According to the bulk loader documentation below, how does Merge mode handle rows that share the same id?

**Passage for review:**
---*---
Atomicity guarantee for multi-statement mutations: a mid-query failure leaves Lance HEAD untouched on staged tables (no inline commit happened during op execution), so the next mutation proceeds normally with no ExpectedVersionMismatch. The publisher CAS at the very end either succeeds (manifest advances atomically across all touched sub-tables) or fails with a typed ManifestConflictDetails::ExpectedVersionMismatch (no partial publish). See docs/dev/invariants.md and docs/dev/writes.md.

Bulk loader (loader/mod.rs)

  • JSONL only in v1, with two record shapes:
    • Node: {"type":"NodeType", "data":{…}}
    • Edge: {"edge":"EdgeType", "from":"src_id", "to":"dst_id", "data":{…}}
  • Lines starting with // are treated as comments.
  • Schema validation on every row (typecheck, required props, blob base64 decoding).
  • Edge endpoint resolution by node @key.

Load modes (LoadMode)

Mode Semantics Path (post-MR-794)
Overwrite Replace all data in the target tables on the branch Same accumulator; one stage_overwrite + commit_staged per touched table at end-of-load (a staged Lance Operation::Overwrite transaction — HEAD does not advance until commit; MR-793 Phase 2); publisher CAS.
Append Strict insert; duplicates error In-memory MutationStaging accumulator; one stage_append + commit_staged per touched table at end-of-load; publisher CAS.
Merge Upsert by id (merge_insert) Same accumulator; one stage_merge_insert per touched table at end-of-load (Merge mode dedupes by id, last-write-wins); publisher CAS.

For all three modes, a mid-load failure (RI / cardinality violation, validation error) leaves Lance HEAD untouched on the staged tables — the next load on the same tables proceeds normally with no ExpectedVersionMismatch.
---*---
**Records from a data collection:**
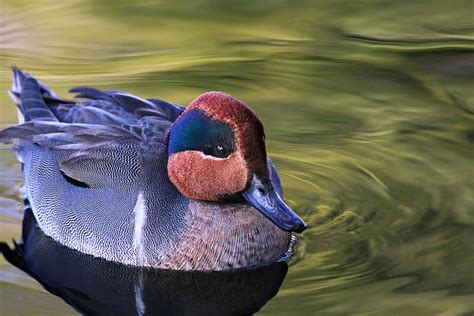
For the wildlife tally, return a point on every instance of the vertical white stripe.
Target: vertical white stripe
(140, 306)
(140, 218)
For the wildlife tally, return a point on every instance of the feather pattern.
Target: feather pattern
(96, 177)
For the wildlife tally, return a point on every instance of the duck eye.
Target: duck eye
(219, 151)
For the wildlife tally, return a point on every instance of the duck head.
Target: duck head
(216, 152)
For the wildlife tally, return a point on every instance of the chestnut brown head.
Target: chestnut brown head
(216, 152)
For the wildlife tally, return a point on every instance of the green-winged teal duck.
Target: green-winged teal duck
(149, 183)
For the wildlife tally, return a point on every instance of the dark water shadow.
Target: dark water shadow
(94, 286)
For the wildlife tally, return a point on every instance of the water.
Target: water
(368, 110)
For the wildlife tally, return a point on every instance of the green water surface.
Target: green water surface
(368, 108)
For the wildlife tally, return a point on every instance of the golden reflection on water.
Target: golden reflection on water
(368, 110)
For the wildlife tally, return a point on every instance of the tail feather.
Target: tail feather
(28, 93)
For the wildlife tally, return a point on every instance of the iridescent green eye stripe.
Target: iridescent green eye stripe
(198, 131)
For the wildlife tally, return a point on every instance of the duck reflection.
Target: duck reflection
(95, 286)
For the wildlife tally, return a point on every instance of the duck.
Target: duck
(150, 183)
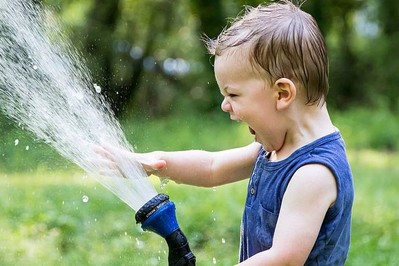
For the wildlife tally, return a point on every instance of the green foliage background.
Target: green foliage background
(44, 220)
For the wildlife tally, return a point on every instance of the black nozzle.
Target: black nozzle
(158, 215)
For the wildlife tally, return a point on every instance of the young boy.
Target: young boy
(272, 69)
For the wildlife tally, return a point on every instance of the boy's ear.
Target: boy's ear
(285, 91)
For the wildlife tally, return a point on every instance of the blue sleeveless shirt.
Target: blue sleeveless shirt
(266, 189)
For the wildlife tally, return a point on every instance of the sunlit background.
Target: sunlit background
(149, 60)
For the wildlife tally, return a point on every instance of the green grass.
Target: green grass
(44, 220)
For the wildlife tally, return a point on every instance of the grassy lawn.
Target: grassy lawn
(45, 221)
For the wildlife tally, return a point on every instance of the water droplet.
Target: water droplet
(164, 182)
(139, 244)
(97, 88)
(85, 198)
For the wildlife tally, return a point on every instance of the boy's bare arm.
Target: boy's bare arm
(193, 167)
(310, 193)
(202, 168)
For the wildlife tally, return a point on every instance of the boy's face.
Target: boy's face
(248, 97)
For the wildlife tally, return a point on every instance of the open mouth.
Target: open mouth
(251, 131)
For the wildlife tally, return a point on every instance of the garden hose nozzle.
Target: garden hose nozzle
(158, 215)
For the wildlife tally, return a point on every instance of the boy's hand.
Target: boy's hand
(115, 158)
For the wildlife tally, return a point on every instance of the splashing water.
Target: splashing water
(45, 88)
---*---
**Worked solution:** It dedupes them by id, with the last write winning.